---- Study material

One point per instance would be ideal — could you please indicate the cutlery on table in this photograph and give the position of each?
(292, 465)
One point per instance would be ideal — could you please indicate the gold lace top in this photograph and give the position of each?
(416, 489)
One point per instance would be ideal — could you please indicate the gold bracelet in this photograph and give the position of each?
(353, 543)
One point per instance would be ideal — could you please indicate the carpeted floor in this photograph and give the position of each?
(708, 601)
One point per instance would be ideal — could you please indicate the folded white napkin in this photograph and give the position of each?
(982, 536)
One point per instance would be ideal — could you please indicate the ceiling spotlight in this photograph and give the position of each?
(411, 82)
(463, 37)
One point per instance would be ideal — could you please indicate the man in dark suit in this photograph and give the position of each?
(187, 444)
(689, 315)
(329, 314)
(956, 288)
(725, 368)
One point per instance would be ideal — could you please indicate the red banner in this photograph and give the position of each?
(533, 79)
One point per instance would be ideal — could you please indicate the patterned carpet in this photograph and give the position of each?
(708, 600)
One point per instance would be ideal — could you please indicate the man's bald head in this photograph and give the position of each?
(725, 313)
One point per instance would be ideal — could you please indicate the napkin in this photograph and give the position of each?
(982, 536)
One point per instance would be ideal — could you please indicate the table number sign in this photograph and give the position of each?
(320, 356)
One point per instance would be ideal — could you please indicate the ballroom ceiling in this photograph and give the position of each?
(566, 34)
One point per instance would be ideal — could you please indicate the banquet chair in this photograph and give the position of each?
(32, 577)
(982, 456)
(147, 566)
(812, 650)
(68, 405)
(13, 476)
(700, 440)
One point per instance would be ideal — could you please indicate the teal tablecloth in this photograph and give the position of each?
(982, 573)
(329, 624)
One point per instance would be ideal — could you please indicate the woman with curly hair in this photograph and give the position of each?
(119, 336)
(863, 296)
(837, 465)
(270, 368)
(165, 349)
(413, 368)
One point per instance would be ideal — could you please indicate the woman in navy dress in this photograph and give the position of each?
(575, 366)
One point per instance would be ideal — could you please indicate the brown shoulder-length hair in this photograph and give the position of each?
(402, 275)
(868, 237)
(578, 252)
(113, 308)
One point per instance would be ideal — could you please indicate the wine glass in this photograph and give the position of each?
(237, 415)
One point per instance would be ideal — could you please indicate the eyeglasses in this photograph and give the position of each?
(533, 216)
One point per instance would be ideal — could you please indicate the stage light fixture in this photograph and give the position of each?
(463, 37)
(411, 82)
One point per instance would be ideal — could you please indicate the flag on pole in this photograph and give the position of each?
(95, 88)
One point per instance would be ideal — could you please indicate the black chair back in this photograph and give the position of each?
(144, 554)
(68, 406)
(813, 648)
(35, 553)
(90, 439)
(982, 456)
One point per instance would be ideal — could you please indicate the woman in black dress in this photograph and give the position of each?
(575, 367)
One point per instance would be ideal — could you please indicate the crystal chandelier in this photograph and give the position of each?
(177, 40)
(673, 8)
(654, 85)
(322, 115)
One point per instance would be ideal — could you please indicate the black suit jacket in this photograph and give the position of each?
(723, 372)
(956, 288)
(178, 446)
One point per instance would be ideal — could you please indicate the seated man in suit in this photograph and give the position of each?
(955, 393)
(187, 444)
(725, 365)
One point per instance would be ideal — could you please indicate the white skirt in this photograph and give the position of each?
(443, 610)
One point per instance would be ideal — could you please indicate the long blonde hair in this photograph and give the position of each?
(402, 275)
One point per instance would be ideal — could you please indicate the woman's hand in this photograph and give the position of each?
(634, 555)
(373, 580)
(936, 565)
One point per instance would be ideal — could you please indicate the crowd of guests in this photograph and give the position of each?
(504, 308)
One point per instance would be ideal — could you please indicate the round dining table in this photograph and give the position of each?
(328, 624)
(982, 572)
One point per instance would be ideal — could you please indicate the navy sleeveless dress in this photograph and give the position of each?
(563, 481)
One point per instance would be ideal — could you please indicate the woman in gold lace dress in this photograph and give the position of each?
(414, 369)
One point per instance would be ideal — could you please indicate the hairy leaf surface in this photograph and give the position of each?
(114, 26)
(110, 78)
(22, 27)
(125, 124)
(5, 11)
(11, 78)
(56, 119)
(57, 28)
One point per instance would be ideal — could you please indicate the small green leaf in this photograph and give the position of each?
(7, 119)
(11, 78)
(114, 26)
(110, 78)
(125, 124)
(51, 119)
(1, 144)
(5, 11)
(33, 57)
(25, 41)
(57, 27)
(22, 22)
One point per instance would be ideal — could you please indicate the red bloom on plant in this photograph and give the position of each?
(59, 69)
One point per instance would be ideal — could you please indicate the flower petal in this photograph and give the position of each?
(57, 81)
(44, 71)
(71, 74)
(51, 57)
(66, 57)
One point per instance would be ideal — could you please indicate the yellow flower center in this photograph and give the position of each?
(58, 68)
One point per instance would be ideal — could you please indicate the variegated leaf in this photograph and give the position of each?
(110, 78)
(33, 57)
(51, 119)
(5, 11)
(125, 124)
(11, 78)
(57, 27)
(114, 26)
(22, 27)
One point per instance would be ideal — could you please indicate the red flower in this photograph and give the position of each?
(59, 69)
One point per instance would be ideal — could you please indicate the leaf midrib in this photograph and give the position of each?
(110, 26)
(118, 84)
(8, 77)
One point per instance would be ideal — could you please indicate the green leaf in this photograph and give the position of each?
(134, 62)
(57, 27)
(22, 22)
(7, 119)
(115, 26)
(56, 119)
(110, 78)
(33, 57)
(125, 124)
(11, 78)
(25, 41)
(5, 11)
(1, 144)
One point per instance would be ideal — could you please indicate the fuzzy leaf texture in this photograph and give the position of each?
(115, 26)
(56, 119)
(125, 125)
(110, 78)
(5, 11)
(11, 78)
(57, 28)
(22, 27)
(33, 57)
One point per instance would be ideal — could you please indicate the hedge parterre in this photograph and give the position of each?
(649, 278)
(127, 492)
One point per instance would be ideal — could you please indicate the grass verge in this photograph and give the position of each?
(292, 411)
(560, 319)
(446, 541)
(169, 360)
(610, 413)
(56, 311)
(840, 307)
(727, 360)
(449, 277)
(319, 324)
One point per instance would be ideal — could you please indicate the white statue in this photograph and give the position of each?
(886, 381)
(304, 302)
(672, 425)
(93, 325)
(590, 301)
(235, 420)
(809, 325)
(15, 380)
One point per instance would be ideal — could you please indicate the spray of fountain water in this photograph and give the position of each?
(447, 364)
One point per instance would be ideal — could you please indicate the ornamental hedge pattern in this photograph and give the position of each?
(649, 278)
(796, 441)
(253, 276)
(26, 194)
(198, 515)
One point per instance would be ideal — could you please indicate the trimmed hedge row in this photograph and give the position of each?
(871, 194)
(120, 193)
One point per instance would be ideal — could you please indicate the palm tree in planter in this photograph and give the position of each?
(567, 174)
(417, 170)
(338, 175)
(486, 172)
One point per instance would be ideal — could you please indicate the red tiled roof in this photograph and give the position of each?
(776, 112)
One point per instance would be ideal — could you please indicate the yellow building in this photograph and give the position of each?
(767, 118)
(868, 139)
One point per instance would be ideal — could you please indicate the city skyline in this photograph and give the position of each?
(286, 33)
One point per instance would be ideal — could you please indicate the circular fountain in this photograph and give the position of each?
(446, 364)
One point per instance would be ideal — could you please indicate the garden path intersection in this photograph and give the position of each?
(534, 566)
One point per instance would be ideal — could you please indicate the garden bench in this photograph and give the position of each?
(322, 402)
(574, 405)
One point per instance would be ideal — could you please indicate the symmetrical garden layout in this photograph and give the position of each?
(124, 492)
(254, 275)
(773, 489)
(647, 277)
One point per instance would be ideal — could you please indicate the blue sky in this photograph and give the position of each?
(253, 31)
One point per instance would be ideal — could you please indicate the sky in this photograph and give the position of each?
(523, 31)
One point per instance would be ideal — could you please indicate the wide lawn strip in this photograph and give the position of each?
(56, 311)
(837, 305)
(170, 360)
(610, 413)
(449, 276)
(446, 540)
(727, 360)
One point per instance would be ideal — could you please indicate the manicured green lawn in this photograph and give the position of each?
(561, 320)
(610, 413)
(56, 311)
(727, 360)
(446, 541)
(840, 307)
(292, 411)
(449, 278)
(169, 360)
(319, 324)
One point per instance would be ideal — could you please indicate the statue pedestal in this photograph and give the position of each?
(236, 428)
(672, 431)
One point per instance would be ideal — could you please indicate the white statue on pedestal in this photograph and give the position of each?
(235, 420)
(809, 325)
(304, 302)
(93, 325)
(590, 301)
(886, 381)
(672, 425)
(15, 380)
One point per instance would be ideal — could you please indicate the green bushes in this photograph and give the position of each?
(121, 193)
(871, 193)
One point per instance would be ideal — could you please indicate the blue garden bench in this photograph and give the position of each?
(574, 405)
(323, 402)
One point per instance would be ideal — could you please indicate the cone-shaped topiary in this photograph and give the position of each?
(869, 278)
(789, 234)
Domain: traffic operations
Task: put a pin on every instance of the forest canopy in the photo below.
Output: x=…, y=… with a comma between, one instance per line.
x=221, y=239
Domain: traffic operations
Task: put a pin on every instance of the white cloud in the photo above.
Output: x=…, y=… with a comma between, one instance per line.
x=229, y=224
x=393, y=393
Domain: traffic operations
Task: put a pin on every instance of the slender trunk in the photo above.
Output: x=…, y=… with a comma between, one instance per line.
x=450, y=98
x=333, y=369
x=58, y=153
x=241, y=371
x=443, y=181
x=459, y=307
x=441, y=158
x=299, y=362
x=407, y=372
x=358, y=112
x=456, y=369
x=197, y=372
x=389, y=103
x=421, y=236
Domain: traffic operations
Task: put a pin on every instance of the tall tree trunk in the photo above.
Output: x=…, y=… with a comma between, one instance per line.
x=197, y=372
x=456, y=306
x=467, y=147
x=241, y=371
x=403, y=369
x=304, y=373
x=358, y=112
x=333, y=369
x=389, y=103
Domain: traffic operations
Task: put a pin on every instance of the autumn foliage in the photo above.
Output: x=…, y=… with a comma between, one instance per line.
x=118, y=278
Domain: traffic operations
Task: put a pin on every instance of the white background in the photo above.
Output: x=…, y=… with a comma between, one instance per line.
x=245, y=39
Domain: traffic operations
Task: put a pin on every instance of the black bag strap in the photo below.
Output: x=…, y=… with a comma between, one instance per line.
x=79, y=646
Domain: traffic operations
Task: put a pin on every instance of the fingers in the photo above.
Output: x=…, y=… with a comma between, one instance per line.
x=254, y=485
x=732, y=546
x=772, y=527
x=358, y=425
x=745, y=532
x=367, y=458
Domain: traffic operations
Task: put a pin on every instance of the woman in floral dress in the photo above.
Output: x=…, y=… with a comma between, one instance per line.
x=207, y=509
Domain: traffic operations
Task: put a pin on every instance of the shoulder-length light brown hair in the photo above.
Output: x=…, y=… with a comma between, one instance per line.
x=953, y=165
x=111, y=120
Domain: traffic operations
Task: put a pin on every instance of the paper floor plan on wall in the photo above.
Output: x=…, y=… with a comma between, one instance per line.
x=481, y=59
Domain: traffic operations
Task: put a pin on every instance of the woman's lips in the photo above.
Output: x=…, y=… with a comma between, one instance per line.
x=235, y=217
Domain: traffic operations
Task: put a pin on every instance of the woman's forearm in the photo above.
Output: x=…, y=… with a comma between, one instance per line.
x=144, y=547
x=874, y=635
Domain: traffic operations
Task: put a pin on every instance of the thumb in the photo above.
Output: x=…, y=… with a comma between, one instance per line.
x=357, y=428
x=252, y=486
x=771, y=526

--------

## Exercise
Each line that contains the string "trunk" should be copied from the data above.

## Response for this exercise
Task: put a pin on every instance of the slender trunk in the photo above.
Task: put a pin on every instance of the tall tree trunk in the photo above.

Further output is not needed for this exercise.